[start of Selected text]

Skip to content

vllm.model_executor.layers.fused_moe.prepare_finalize.naive_dp_ep

MoEPrepareAndFinalizeNaiveDPEPModular

Bases: FusedMoEPrepareAndFinalizeModular

Naive Prepare/Finalize for Dp/Ep case for Modular Kernels.

Uses Torch AR/RS or AR for dispatch/combine operations, applied to the topk weights and ids.

Source code in vllm/model_executor/layers/fused_moe/prepare_finalize/naive_dp_ep.py
class MoEPrepareAndFinalizeNaiveDPEPModular(mk.FusedMoEPrepareAndFinalizeModular):
    """
    Naive Prepare/Finalize for Dp/Ep case for Modular Kernels.

    Uses Torch AR/RS or AR for dispatch/combine operations, applied
    to the topk weights and ids.
    """

    def __init__(
        self,
        is_sequence_parallel: bool = False,
        num_dispatchers: int = 1,
    ) -> None:
        super().__init__()
        self.is_sequence_parallel = is_sequence_parallel
        self._num_dispatchers = num_dispatchers
        # Set by FusedMoEWithLoRA.set_mapping() when LoRA is active. When
        # present, prepare() dispatches the per-token LoRA mapping alongside
        # hidden_states and writes the gathered result back to the context so
        # experts can use the per-rank-local mapping.
        self._lora_context = None

    def set_lora_context(self, ctx) -> None:
        self._lora_context = ctx

    @property
    def activation_format(self) -> mk.FusedMoEActivationFormat:
        return mk.FusedMoEActivationFormat.Standard

    def max_num_tokens_per_rank(self) -> int | None:
        return None

    def topk_indices_dtype(self) -> torch.dtype | None:
        return None

    def num_dispatchers(self) -> int:
        return self._num_dispatchers

    def output_is_reduced(self) -> bool:
        return False

    def prepare(
        self,
        a1: torch.Tensor,
        topk_weights: torch.Tensor,
        topk_ids: torch.Tensor,
        num_experts: int,
        expert_map: torch.Tensor | None,
        apply_router_weight_on_input: bool,
        quant_config: FusedMoEQuantConfig,
        defer_input_quant: bool = False,
    ) -> mk.PrepareResultType:
        """Quantize and Dispatch Topk Weights and Topk Ids."""

[end of Selected text]

» **The tasks**
A. In the naive DP/EP prepare/finalize code, what value does the `output_is_reduced` method return?
B. Carry on the vLLM naive DP/EP prepare/finalize source code from its last line, writing the body of the `prepare` method.

[start of Extracted records]

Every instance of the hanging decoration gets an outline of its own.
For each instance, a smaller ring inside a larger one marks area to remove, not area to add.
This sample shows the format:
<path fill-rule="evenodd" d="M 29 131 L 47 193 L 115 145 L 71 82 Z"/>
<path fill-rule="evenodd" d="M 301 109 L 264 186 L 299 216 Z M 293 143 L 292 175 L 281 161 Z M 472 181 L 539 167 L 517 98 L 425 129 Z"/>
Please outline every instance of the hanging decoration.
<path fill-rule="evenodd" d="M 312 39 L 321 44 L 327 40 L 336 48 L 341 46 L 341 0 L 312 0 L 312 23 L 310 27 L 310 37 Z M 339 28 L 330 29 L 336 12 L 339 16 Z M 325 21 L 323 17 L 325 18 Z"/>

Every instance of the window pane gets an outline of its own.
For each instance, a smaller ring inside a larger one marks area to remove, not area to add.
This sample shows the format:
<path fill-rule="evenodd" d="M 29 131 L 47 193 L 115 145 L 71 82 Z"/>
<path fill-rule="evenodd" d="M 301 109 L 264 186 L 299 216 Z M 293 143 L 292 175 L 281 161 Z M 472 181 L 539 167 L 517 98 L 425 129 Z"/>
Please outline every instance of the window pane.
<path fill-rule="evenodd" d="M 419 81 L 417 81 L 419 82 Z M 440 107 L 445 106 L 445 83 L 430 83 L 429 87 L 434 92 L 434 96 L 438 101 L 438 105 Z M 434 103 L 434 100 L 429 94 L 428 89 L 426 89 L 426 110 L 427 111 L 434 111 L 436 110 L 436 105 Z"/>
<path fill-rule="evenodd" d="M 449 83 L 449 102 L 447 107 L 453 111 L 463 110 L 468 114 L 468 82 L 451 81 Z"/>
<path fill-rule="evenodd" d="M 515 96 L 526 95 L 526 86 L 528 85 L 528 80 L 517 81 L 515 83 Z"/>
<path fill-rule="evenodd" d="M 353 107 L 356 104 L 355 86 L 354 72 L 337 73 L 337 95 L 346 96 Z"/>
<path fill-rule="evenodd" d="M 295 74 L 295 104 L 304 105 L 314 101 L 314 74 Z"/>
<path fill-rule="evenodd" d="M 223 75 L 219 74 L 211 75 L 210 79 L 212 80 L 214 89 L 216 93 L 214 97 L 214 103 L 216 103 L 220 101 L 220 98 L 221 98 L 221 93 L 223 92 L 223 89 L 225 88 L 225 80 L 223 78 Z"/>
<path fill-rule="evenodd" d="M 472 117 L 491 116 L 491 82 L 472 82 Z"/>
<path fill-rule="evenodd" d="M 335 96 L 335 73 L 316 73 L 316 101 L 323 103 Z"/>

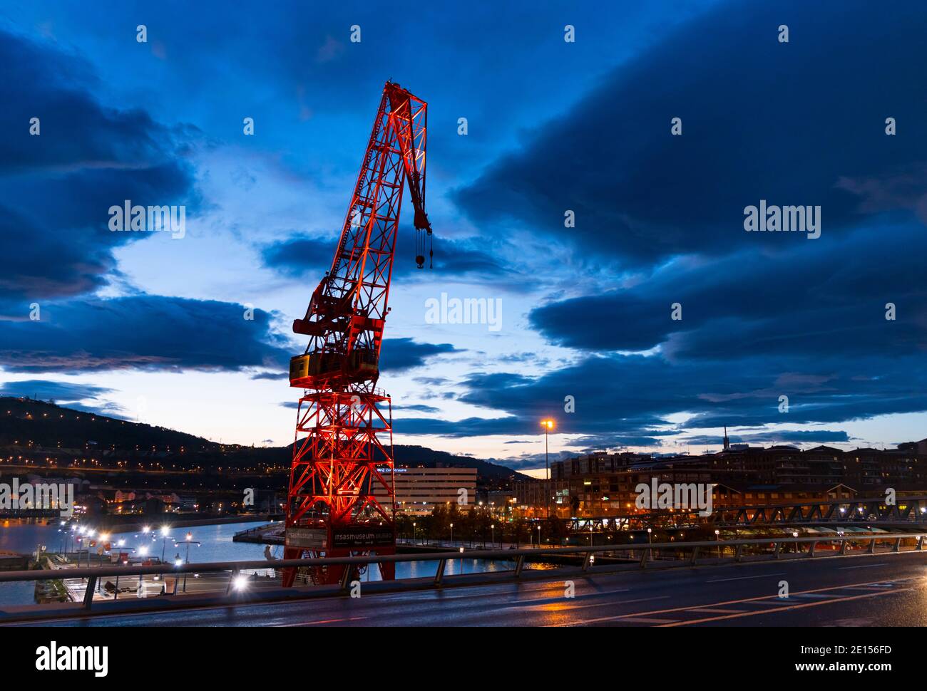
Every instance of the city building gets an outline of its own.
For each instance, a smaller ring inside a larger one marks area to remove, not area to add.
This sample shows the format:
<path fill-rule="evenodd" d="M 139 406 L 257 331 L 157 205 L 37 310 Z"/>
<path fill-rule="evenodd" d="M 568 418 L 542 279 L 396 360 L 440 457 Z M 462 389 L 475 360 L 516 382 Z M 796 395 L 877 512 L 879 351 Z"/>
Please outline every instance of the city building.
<path fill-rule="evenodd" d="M 389 481 L 389 470 L 377 469 Z M 438 504 L 453 502 L 460 507 L 475 505 L 476 499 L 476 468 L 408 468 L 396 466 L 397 511 L 422 516 L 431 513 Z M 375 482 L 374 496 L 387 500 L 387 493 Z"/>
<path fill-rule="evenodd" d="M 653 458 L 597 452 L 558 460 L 551 480 L 514 483 L 515 506 L 527 515 L 608 516 L 638 512 L 638 484 L 711 484 L 715 507 L 849 499 L 895 489 L 927 491 L 927 455 L 906 448 L 843 451 L 816 446 L 768 448 L 726 444 L 718 453 Z"/>

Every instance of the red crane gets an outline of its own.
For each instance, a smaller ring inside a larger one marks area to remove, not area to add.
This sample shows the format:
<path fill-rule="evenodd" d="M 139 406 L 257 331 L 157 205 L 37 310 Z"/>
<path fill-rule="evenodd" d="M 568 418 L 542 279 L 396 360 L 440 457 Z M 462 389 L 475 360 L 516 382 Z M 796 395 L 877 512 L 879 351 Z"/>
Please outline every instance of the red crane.
<path fill-rule="evenodd" d="M 418 268 L 426 242 L 432 255 L 425 211 L 426 119 L 425 101 L 387 82 L 331 269 L 305 318 L 293 321 L 293 331 L 310 340 L 305 353 L 290 360 L 290 385 L 303 395 L 284 559 L 396 552 L 392 407 L 376 382 L 407 182 Z M 380 563 L 380 570 L 384 579 L 395 576 L 394 564 Z M 343 567 L 309 573 L 315 583 L 338 583 L 343 575 Z M 284 570 L 284 585 L 295 577 L 294 569 Z"/>

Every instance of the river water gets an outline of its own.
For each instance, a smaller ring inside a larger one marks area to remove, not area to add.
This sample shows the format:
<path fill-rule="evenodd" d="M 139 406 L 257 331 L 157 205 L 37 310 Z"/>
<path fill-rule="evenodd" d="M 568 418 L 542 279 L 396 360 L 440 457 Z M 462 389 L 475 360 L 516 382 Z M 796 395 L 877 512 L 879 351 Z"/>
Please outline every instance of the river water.
<path fill-rule="evenodd" d="M 162 550 L 165 560 L 171 561 L 174 558 L 186 558 L 186 545 L 174 547 L 174 540 L 184 541 L 187 533 L 191 534 L 191 542 L 199 545 L 190 546 L 190 562 L 203 561 L 248 561 L 264 559 L 264 546 L 251 543 L 233 542 L 232 537 L 239 531 L 262 525 L 266 521 L 247 521 L 241 523 L 222 523 L 221 525 L 198 525 L 190 528 L 175 528 L 164 539 L 159 535 L 155 539 L 144 537 L 138 533 L 113 533 L 109 537 L 115 546 L 119 540 L 125 540 L 121 549 L 133 554 L 138 554 L 138 547 L 146 546 L 147 553 L 152 557 L 160 557 Z M 155 523 L 153 523 L 155 525 Z M 0 552 L 6 550 L 20 554 L 34 553 L 37 546 L 44 545 L 49 552 L 60 551 L 64 547 L 68 551 L 73 551 L 71 544 L 65 542 L 65 534 L 57 522 L 41 524 L 34 522 L 20 522 L 0 521 Z M 282 557 L 283 547 L 271 547 L 275 557 Z M 437 561 L 412 561 L 396 564 L 397 578 L 420 578 L 433 576 L 438 568 Z M 513 562 L 498 561 L 484 562 L 476 559 L 460 559 L 449 561 L 445 569 L 446 575 L 456 573 L 476 573 L 480 572 L 496 572 L 511 570 Z M 380 580 L 379 570 L 375 567 L 367 569 L 362 576 L 364 581 Z M 0 606 L 28 605 L 34 602 L 34 582 L 0 583 Z"/>

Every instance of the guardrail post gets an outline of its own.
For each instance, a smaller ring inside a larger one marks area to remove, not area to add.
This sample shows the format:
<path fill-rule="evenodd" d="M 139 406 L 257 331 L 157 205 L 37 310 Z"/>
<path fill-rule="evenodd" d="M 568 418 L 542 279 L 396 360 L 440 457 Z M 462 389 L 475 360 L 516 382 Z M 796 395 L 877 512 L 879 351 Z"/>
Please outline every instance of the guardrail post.
<path fill-rule="evenodd" d="M 435 585 L 440 585 L 441 581 L 444 579 L 444 567 L 447 566 L 447 559 L 440 559 L 438 562 L 438 572 L 435 573 Z"/>
<path fill-rule="evenodd" d="M 233 569 L 232 570 L 232 574 L 229 576 L 228 585 L 225 586 L 225 595 L 229 595 L 232 592 L 232 585 L 235 584 L 235 579 L 237 576 L 238 576 L 238 570 L 237 569 Z M 163 578 L 163 574 L 162 574 L 162 578 Z M 166 588 L 165 588 L 165 592 L 167 592 Z"/>
<path fill-rule="evenodd" d="M 96 589 L 96 576 L 87 579 L 87 589 L 83 591 L 83 609 L 89 609 L 94 601 L 94 591 Z"/>
<path fill-rule="evenodd" d="M 341 590 L 348 590 L 350 584 L 350 564 L 345 564 L 345 569 L 341 573 Z"/>

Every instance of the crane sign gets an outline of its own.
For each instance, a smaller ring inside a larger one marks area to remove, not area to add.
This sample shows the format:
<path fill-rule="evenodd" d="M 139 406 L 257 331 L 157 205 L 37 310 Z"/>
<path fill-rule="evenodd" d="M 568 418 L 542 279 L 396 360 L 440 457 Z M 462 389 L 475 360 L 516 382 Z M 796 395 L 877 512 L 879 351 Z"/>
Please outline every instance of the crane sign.
<path fill-rule="evenodd" d="M 415 261 L 429 265 L 425 211 L 427 104 L 393 82 L 383 88 L 370 142 L 331 269 L 293 331 L 309 336 L 290 360 L 303 389 L 286 496 L 284 559 L 396 553 L 392 406 L 376 388 L 405 182 L 415 208 Z M 375 559 L 372 559 L 375 561 Z M 395 564 L 380 563 L 384 579 Z M 313 583 L 347 582 L 346 567 L 309 570 Z M 292 585 L 295 569 L 284 570 Z"/>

[end of Extracted records]

» **Answer set**
A. It returns `False`.

B.
        if apply_router_weight_on_input:
            topk = topk_ids.size(1)
            assert topk == 1, (
                "apply_router_weight_on_input is only implemented for topk=1"
            )
            # Note: do not use inplace for shared experts overlap
            a1 = a1 * topk_weights.to(a1.dtype)

        a1q, scales = _quantize_and_setup_dispatch(a1, quant_config, defer_input_quant)

        # When LoRA is active, dispatch the per-token LoRA id along with
        # hidden_states so every rank receives the correct mapping for the
        # tokens it ends up processing. The punica_wrapper stores indices as
        # int64 but the moe_lora_align_block_size kernel expects int32, so
        # pull the pre-cast view from token_mapping_meta.
        lora_ctx = self._lora_context
        local_token_lora_mapping = None
        if lora_ctx is not None:
            local_token_lora_mapping = (
                lora_ctx.punica_wrapper.token_mapping_meta.token_lora_mapping[
                    : a1.shape[0]
                ]
            )

        extra_tensors: list[torch.Tensor] | None = None
        if scales is not None:
            extra_tensors = list(scales)
        if local_token_lora_mapping is not None:
            if extra_tensors is None:
                extra_tensors = []
            extra_tensors.append(local_token_lora_mapping)

        res = get_ep_group().dispatch(
            a1q,
            topk_weights,
            topk_ids,
            is_sequence_parallel=self.is_sequence_parallel,
            extra_tensors=extra_tensors,
        )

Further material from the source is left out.